* Provided entries
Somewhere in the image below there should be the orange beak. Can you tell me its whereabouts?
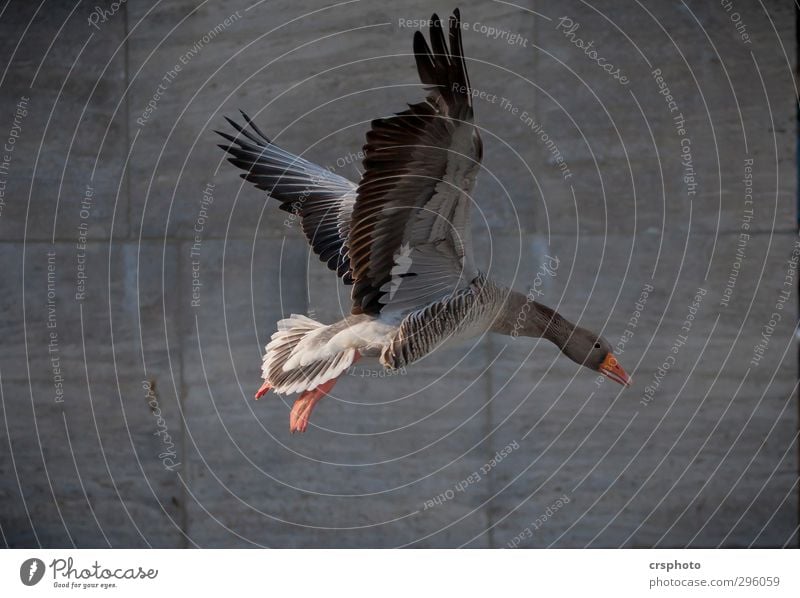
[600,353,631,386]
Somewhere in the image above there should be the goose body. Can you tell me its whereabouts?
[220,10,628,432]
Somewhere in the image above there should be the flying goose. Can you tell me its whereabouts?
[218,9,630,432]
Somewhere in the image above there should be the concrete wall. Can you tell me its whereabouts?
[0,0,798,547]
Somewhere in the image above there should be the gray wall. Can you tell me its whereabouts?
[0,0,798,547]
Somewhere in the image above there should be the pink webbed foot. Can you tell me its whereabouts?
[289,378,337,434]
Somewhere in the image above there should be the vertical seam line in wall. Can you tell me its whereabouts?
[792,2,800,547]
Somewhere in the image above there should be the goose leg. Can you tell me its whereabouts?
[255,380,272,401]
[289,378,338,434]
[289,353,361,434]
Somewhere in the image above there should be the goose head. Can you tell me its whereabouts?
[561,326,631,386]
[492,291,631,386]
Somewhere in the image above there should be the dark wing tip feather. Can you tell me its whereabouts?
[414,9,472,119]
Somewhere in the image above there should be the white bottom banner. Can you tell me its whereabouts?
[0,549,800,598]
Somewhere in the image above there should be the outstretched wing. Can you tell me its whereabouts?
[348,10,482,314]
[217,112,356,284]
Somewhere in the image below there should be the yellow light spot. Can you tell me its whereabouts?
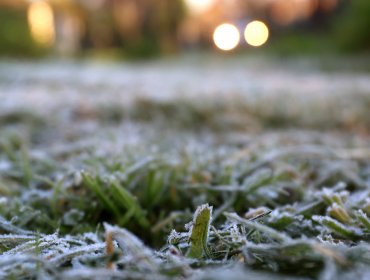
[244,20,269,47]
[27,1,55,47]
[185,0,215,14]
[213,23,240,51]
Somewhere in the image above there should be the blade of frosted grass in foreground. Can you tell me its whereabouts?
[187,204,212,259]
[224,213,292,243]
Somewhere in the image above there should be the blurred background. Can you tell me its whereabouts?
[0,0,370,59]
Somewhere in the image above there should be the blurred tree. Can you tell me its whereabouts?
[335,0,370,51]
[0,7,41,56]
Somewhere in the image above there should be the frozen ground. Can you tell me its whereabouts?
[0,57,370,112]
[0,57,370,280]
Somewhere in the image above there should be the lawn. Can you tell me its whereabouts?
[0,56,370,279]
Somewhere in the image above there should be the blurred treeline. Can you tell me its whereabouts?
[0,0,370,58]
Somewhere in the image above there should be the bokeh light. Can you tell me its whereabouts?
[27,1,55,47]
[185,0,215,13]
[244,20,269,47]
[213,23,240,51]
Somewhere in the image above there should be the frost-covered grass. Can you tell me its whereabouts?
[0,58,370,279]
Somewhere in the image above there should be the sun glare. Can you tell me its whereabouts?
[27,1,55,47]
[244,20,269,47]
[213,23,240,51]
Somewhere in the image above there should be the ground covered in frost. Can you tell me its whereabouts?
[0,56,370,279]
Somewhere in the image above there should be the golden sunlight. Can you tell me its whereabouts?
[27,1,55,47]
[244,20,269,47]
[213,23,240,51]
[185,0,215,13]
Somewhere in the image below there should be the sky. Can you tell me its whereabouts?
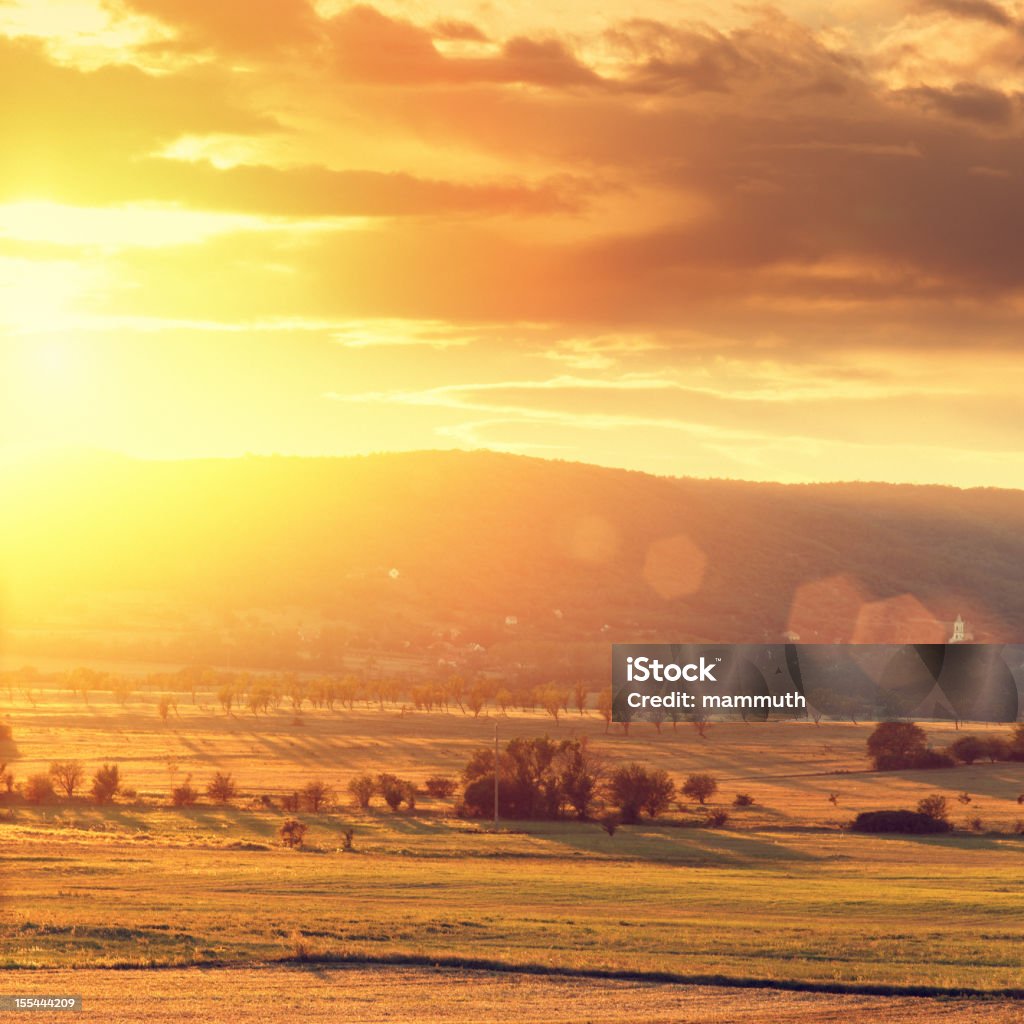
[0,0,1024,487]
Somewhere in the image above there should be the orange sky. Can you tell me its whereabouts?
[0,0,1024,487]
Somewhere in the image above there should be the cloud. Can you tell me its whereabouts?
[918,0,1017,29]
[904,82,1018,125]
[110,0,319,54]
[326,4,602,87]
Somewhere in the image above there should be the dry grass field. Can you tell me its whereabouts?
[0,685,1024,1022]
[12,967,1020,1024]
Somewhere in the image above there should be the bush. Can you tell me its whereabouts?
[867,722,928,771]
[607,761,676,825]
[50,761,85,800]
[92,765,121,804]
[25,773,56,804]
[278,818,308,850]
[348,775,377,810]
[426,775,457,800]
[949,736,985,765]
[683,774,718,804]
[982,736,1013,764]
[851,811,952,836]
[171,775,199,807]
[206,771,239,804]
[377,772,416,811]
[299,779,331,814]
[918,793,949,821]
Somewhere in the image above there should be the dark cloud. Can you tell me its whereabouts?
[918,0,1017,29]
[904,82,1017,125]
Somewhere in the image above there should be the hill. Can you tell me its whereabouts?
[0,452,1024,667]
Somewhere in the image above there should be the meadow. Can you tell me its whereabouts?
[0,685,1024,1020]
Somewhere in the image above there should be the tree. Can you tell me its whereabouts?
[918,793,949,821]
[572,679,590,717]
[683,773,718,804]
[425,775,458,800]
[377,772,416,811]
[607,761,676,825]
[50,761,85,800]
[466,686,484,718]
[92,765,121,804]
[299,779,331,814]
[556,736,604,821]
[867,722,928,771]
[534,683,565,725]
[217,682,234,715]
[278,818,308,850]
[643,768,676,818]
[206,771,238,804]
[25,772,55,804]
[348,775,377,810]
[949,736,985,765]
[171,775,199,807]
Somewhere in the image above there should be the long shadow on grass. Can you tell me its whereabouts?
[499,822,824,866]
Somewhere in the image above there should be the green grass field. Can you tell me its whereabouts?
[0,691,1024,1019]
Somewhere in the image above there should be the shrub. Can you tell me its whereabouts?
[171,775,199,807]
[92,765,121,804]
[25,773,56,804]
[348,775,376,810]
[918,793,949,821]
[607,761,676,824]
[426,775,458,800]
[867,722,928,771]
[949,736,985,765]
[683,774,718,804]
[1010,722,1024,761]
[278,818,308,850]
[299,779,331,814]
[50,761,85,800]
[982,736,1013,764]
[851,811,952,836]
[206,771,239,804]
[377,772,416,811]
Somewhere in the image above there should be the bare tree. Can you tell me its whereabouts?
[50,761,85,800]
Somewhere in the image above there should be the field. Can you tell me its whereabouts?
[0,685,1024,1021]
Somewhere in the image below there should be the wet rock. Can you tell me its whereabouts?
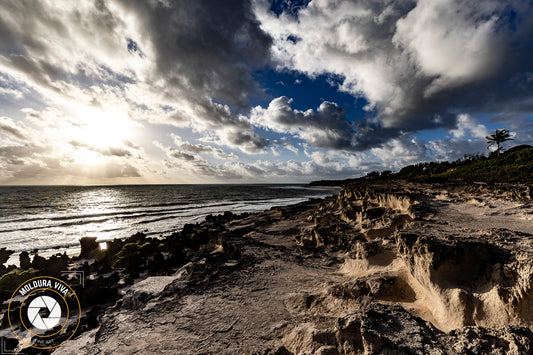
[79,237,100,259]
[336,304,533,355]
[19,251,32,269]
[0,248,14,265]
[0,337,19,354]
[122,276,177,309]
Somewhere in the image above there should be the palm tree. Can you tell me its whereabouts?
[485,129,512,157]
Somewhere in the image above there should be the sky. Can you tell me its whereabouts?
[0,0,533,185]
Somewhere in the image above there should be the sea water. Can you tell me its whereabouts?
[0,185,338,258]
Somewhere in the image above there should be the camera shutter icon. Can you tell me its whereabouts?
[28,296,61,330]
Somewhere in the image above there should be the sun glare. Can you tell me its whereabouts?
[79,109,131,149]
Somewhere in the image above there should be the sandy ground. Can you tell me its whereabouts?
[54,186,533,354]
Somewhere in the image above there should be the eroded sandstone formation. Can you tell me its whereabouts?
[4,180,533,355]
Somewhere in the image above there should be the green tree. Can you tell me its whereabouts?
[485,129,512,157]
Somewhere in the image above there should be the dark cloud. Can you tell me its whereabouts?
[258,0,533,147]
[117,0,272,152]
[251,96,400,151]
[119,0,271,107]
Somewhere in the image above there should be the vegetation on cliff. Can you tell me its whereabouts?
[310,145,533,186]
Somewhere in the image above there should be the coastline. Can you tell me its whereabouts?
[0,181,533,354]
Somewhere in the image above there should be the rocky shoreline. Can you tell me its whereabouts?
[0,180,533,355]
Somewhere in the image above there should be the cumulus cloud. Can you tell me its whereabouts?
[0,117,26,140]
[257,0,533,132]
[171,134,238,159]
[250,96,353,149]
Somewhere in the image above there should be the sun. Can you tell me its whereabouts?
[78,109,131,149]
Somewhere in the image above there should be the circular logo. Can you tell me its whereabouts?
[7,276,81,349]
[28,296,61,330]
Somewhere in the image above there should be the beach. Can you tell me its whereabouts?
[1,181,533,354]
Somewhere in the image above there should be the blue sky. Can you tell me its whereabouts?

* * *

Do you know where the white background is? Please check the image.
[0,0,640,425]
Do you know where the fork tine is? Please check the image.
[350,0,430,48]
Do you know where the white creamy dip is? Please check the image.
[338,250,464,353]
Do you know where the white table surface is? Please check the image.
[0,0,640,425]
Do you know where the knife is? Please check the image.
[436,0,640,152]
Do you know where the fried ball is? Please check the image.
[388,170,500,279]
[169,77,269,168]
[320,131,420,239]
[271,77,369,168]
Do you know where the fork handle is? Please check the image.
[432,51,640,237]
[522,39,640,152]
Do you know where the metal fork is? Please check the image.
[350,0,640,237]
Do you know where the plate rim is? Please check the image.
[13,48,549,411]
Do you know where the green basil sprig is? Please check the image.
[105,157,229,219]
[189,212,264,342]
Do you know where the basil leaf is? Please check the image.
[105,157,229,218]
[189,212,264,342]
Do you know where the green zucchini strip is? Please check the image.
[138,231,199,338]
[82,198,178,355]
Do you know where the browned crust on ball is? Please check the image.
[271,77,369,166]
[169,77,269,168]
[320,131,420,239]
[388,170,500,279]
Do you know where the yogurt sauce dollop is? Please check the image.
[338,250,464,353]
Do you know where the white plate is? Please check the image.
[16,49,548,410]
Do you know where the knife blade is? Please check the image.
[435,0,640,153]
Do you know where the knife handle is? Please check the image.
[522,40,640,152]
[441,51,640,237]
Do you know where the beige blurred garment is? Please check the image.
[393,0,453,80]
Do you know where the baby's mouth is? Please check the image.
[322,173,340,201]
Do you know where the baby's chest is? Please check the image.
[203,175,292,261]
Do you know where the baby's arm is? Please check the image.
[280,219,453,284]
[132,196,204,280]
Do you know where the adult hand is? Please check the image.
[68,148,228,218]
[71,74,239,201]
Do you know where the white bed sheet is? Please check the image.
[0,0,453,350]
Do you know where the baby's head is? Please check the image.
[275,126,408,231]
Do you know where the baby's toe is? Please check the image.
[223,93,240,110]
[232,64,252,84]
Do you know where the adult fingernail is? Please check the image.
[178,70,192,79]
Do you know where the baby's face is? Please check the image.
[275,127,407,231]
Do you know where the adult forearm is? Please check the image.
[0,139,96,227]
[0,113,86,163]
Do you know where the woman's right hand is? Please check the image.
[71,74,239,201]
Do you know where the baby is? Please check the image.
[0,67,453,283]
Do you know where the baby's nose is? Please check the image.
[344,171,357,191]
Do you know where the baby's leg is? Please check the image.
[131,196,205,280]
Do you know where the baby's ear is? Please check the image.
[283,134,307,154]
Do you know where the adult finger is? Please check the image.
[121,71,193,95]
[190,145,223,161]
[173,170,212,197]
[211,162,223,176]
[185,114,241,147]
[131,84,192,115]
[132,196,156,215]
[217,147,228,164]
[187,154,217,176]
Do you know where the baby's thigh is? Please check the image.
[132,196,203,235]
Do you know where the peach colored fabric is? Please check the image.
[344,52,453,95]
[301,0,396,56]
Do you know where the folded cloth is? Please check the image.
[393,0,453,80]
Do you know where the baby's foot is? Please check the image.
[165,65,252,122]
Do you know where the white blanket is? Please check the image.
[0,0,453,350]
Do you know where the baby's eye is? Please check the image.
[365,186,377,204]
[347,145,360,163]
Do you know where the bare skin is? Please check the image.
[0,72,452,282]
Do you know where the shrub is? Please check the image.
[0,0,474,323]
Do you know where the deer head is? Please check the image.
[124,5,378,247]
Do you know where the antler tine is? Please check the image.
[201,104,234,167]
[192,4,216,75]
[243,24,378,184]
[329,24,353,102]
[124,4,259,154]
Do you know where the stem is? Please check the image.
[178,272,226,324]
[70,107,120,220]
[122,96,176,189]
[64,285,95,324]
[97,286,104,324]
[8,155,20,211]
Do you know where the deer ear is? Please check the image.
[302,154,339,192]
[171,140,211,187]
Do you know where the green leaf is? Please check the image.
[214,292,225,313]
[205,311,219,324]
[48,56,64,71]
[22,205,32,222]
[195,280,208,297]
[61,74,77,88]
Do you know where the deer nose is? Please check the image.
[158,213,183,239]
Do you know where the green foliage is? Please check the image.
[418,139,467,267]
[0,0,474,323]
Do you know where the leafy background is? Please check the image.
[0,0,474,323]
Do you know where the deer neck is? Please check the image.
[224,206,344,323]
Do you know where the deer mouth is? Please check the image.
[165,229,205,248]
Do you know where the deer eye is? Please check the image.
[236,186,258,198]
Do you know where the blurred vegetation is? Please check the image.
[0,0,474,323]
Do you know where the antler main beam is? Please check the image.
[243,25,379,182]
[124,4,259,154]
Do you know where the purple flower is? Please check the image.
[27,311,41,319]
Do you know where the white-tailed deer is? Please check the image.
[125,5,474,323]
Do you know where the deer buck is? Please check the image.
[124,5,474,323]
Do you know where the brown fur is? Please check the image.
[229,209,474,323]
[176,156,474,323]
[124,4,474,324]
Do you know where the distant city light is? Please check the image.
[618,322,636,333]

* Written task
Starting at the line that contains "Somewhere in the image below there should be the orange" and ending at the line that contains "[218,9,630,432]", rewrite the data with "goose" swapped for "swan" and everything else unchanged. Leave the pictures out.

* Answer to this task
Somewhere in the image below there should be the orange beak. Can you tell me its whereabouts?
[600,353,631,386]
Somewhere in the image above there should be the swan body. Can you tell me its whereabouts?
[220,10,628,432]
Somewhere in the image above there should be the flying swan. Can you tell me its whereabouts?
[218,9,630,432]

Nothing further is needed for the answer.